Goal:
Which lines in the items below contain the string "ymax", matched with case sensitivity? Copy out each of those lines in full.
## start
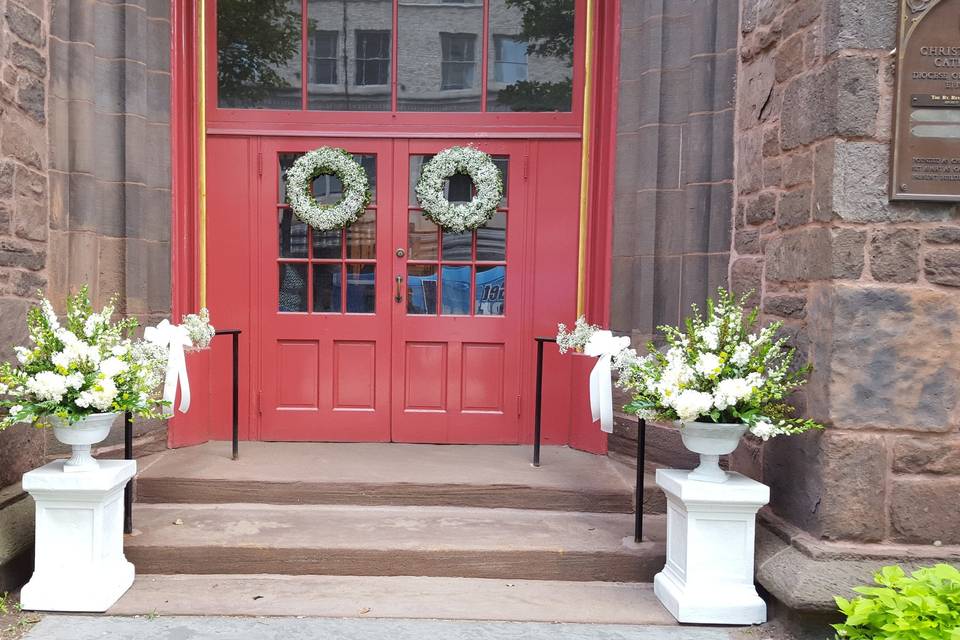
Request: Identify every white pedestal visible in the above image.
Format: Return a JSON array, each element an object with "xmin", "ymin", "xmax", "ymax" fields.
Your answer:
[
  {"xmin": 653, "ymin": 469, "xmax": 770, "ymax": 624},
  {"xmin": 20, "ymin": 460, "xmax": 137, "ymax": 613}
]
## end
## start
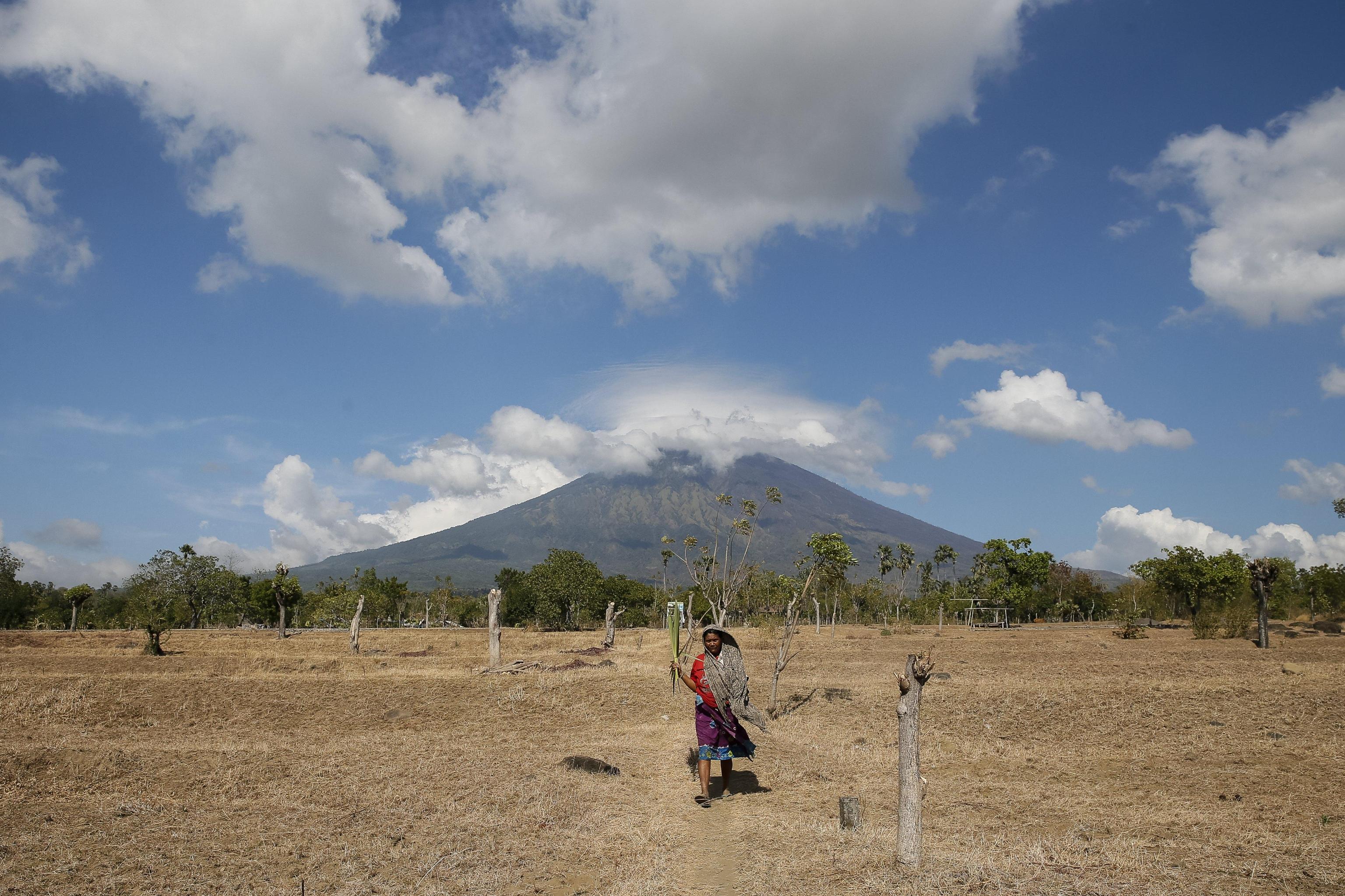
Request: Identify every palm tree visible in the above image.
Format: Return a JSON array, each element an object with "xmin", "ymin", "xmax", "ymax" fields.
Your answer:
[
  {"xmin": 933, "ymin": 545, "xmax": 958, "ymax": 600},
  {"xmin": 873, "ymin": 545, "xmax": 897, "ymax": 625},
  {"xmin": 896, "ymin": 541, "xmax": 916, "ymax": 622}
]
## end
## start
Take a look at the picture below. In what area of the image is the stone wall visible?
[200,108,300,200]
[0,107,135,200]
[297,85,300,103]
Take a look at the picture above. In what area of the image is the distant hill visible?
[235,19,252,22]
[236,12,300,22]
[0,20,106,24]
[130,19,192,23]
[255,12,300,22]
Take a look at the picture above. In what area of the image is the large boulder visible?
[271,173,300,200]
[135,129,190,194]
## end
Full response:
Format: Return a JSON array, each element an object with "xmin", "ymin", "xmax", "ymax" fields.
  {"xmin": 653, "ymin": 469, "xmax": 770, "ymax": 624},
  {"xmin": 20, "ymin": 460, "xmax": 137, "ymax": 613}
Format: Return a JSON array, each element an object with "xmin", "ymin", "xmax", "ymax" fields.
  {"xmin": 933, "ymin": 545, "xmax": 958, "ymax": 600},
  {"xmin": 873, "ymin": 545, "xmax": 897, "ymax": 625},
  {"xmin": 896, "ymin": 541, "xmax": 916, "ymax": 622}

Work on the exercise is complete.